Simply told but deeply affecting, in the bestselling tradition of Alice McDermott and Tom Perrotta, What Was Mine unravels the heartrending yet unsentimental tale of a woman who kidnaps a baby in a superstore—and gets away with it for twenty-one years.
Lucy Wakefield is a seemingly ordinary woman who does something extraordinary in a desperate moment: she takes a baby girl from a shopping cart and raises her as her own. It’s a secret she manages to keep for over two decades—from her daughter, the babysitter who helped raise her, family, coworkers, and friends.
When Lucy’s now-grown daughter Mia discovers the devastating truth of her origins, she is overwhelmed by confusion and anger and determines not to speak again to the mother who raised her. She reaches out to her birth mother for a tearful reunion, and Lucy is forced to flee to China to avoid prosecution. What follows is a ripple effect that alters the lives of many and challenges our understanding of the very meaning of motherhood.Author Helen Klein Ross, whose work has appeared in The New Yorker, weaves a powerful story of upheaval and resilience told from the alternating perspectives of Lucy, Mia, Mia’s birth mother, and others intimately involved in the kidnapping. What Was Mine is a compelling tale of motherhood and loss, of grief and hope, and the life-shattering effects of a single, irrevocable moment. (via Goodreads)

(Data entries)

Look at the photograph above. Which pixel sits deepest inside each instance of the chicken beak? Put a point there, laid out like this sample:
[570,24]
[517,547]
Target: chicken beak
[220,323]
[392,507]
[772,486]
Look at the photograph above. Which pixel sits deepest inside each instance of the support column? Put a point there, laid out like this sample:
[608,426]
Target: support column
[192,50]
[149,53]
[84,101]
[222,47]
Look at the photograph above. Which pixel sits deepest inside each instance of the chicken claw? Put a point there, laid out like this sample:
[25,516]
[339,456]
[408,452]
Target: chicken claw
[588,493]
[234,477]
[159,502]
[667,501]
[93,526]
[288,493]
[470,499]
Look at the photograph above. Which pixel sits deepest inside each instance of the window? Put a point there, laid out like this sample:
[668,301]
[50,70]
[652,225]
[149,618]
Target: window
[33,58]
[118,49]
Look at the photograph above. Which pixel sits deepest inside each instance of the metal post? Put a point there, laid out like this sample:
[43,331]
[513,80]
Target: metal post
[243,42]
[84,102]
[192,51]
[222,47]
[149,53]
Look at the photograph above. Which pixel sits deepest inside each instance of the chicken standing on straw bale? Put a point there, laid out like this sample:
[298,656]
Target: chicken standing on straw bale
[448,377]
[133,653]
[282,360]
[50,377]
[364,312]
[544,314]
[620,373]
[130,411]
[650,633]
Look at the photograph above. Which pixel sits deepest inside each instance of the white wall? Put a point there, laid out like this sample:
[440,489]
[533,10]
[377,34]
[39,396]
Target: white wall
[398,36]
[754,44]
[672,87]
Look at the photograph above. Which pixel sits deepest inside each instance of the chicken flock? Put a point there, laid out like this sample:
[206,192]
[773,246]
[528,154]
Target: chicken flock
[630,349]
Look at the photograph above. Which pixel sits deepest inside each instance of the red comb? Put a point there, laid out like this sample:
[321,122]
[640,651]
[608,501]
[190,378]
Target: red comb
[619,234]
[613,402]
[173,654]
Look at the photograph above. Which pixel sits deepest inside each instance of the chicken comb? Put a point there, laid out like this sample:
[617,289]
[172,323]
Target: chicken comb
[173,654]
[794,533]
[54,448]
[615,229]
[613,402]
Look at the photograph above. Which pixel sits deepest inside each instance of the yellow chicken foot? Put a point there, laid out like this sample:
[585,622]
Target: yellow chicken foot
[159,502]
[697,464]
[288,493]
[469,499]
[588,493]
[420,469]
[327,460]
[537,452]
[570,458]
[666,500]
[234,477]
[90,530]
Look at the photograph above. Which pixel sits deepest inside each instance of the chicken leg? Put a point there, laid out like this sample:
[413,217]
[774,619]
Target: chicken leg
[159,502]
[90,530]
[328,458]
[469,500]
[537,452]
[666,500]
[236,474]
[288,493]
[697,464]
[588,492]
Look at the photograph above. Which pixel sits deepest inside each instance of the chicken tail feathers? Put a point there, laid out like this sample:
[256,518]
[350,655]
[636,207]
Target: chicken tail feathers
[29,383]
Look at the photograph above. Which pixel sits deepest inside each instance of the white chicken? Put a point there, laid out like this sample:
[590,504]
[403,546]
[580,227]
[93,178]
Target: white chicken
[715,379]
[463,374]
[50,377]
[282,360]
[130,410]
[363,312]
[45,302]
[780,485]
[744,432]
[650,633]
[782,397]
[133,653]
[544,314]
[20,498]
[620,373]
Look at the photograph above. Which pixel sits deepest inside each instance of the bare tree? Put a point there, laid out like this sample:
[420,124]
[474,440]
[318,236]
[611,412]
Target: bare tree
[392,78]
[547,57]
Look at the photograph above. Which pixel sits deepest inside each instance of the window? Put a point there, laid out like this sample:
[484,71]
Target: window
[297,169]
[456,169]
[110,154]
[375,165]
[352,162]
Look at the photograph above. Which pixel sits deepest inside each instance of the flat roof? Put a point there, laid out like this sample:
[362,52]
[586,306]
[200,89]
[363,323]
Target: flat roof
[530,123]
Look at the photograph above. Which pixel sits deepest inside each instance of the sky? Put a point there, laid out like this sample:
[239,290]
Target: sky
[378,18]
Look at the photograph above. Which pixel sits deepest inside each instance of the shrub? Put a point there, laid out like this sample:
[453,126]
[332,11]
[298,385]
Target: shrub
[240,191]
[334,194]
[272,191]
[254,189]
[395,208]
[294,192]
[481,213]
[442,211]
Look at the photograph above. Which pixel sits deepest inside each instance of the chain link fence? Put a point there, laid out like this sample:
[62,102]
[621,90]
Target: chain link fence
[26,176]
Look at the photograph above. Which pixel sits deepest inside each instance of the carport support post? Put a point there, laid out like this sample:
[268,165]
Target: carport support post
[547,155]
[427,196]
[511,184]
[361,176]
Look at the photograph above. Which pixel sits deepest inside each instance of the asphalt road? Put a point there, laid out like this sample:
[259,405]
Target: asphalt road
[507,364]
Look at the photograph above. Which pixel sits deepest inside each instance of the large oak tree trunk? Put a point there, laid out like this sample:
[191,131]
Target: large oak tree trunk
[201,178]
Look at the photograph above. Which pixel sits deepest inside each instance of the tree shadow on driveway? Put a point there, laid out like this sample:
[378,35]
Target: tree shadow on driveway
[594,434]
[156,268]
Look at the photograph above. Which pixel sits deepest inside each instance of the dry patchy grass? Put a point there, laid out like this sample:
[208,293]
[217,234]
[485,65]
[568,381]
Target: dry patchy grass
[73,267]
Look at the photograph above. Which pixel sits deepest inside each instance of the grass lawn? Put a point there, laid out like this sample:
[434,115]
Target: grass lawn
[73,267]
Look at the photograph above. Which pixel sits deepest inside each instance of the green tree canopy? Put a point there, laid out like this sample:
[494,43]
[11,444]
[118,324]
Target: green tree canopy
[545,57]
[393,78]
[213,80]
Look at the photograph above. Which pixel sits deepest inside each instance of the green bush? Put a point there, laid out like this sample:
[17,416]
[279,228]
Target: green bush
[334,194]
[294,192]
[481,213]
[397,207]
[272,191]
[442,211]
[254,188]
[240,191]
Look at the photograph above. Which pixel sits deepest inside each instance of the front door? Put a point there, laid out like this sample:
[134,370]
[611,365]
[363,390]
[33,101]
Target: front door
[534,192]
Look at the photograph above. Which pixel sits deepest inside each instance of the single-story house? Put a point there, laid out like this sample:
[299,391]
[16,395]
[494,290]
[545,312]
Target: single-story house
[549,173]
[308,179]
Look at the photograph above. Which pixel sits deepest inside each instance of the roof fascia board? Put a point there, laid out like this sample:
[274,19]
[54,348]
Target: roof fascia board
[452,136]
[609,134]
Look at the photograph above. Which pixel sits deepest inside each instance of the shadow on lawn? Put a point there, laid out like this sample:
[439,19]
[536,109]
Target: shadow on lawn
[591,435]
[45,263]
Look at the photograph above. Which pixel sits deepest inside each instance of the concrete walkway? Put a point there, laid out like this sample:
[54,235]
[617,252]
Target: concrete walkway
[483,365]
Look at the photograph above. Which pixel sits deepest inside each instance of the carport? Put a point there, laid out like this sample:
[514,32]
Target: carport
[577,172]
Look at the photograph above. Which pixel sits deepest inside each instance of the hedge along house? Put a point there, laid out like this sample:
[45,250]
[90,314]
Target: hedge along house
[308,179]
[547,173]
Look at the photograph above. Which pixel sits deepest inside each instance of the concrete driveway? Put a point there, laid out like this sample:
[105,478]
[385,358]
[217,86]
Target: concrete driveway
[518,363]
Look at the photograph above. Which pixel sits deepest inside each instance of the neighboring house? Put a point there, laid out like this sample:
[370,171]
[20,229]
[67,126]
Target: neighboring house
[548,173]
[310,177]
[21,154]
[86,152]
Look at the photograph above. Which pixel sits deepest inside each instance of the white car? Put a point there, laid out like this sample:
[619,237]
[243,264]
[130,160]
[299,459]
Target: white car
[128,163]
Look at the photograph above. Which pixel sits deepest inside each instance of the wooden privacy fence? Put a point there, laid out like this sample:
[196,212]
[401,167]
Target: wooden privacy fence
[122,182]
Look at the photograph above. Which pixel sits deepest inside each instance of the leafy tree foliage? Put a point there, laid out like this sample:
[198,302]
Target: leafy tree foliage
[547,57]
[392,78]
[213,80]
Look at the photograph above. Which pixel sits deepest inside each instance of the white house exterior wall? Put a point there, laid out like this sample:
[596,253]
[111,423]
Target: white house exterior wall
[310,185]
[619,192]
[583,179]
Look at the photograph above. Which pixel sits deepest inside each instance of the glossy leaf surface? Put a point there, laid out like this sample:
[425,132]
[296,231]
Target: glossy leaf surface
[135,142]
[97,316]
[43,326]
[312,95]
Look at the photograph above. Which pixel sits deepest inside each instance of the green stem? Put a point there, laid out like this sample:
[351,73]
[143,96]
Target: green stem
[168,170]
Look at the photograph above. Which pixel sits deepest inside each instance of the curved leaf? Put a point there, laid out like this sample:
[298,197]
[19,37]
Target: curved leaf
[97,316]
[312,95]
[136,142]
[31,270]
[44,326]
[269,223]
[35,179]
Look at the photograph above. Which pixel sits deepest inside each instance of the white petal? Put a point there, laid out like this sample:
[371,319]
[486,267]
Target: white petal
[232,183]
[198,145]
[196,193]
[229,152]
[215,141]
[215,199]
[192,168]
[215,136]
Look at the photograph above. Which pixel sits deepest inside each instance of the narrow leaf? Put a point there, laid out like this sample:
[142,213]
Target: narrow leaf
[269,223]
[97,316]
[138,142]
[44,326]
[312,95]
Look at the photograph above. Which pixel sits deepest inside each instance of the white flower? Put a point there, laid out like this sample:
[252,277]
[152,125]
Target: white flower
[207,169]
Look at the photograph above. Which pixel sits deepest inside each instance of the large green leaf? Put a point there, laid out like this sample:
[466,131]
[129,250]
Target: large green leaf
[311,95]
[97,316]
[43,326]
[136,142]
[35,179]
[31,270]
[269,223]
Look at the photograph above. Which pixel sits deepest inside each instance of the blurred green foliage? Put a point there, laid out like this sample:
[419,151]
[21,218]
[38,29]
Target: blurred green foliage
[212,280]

* * *

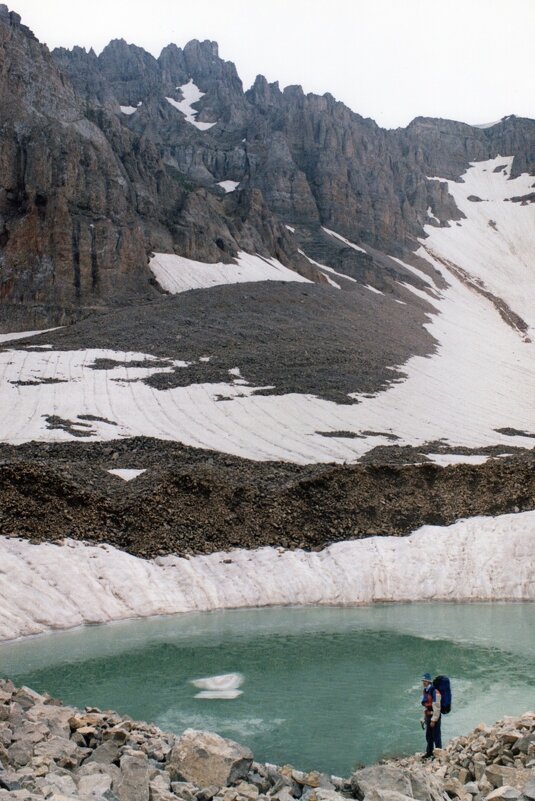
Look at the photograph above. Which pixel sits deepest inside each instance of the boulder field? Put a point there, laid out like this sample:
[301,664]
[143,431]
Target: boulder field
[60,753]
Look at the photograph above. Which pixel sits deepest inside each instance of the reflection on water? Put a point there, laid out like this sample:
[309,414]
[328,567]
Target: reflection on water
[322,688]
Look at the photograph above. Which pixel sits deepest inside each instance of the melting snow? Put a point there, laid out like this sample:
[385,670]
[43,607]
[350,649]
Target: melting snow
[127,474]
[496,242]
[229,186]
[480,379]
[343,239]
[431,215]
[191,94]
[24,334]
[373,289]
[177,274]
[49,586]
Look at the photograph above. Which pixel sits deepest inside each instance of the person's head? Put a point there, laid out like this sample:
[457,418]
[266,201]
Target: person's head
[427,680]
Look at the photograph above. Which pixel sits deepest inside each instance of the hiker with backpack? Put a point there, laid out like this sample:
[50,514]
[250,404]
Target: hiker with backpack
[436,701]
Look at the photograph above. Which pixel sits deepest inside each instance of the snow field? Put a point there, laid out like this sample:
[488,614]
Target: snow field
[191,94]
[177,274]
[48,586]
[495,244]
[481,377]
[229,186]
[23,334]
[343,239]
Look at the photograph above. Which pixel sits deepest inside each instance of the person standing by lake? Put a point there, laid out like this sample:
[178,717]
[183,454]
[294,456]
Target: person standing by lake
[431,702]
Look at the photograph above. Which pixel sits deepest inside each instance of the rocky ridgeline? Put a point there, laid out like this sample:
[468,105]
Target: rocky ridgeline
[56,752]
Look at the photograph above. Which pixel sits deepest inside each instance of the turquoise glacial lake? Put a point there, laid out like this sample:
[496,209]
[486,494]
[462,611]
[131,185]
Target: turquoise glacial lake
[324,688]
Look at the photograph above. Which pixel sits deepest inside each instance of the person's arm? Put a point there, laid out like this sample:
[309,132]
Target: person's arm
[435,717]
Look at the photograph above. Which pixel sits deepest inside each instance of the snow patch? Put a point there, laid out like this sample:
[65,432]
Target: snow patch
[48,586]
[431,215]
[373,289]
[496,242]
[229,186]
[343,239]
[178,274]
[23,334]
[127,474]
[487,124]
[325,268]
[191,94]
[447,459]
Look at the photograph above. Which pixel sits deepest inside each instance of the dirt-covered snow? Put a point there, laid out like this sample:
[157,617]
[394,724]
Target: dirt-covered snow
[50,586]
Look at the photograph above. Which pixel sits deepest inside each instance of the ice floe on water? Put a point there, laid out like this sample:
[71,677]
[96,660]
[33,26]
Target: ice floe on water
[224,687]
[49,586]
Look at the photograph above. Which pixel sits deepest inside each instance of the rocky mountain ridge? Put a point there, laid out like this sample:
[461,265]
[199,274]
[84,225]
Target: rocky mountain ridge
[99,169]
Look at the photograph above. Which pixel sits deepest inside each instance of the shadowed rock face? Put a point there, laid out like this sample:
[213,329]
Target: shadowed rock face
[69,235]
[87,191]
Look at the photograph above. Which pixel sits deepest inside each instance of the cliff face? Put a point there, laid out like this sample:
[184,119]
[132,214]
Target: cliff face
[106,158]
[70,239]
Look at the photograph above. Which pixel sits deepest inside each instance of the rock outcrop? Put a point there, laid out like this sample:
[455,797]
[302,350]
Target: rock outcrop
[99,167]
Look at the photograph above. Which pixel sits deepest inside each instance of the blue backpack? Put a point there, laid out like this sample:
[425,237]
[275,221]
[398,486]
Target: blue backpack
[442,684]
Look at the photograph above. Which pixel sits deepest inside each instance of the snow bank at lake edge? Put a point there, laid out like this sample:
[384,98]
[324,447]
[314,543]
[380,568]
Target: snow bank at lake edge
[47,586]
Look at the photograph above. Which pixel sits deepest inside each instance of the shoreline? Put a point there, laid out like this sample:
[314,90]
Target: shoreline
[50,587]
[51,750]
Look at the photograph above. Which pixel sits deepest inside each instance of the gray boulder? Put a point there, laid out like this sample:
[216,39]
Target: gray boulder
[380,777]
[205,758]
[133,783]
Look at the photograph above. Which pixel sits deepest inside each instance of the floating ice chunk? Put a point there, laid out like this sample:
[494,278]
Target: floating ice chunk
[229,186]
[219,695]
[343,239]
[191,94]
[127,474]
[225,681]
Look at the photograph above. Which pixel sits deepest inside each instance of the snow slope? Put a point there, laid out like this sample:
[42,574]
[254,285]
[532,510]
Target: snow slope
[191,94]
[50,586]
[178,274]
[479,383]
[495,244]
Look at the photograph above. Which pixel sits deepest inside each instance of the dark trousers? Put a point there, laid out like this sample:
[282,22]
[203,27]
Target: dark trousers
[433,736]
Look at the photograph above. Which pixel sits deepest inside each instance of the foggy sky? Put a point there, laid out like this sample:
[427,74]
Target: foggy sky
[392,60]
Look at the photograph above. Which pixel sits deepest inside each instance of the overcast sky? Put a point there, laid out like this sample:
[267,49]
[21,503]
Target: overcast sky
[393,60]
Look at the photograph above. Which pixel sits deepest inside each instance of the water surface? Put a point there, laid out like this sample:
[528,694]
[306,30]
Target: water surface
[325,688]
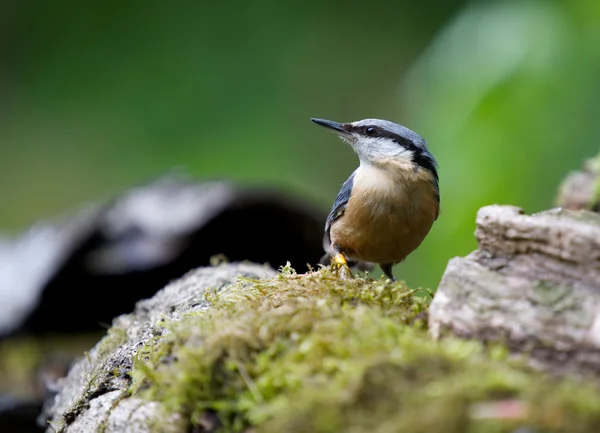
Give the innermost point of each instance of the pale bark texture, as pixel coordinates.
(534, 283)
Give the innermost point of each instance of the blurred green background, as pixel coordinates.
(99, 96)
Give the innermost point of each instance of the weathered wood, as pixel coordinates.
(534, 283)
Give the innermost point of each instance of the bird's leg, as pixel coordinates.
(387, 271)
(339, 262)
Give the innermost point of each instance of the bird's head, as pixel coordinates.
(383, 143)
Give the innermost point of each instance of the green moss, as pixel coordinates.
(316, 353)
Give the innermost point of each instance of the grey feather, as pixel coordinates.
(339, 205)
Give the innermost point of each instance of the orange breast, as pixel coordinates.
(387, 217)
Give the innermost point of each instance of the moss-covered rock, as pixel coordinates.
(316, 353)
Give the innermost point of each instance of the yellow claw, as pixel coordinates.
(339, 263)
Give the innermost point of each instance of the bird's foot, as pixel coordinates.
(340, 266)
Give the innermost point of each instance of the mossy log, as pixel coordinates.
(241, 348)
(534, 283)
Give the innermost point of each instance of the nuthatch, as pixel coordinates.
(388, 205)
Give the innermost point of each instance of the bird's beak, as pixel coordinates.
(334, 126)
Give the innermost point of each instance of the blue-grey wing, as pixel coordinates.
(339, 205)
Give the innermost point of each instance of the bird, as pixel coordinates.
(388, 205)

* QUESTIONS ON THE MATERIAL
a – According to the book description, how long does the woman get away with the kidnapping?
b – Write a continuation of the book description about What Was Mine, picking up after its final sentence.

* RESPONSE LIST
a – Twenty-one years.

b –
I received an ARC of What Was Mine from Netgalley and the publisher, Gallery Books, in exchange for an honest review.
Looking at the cover, I think that it’s a lot creepier than the story really was. It had the ability to be very creepy, but it never really was, so the cover is a little visually disconnected to me.
I grew up reading The Janie Johnson series (The Face on the Milk Carton, Whatever Happened to Janie?, The Voice on the Radio, What Janie Found, and Janie Face to Face) by Caroline B. Cooney, and when I saw the synopsis of this novel, I thought this would be something similar. I was not wrong, though the style of the writing was very different.
What Was Mine was told through a lot of different characters viewpoints in the past tense. It honestly felt like it could have plausibly been Lucy’s memoir, with input from the other characters, except that many of the characters would never have written for it.
Basically anyone you are introduced to in this novel has a chapter from their perspective – the nanny who called out of work, Mia’s biological siblings, Ayi’s son, etc. There are a lot of different perspectives in this novel, and my only complaint about them was that anyone who wasn’t a native English speaker spoke in broken English. It’s probably realistic, but it was a little annoying to read. If they were writing in their native languages (Chinese and Spanish, respectively), like they would have been in their own journals or diaries, they would have been translated better than what was published here.
That being said, the thought processes of each character felt really different and realistic, no matter how long they had been in the story.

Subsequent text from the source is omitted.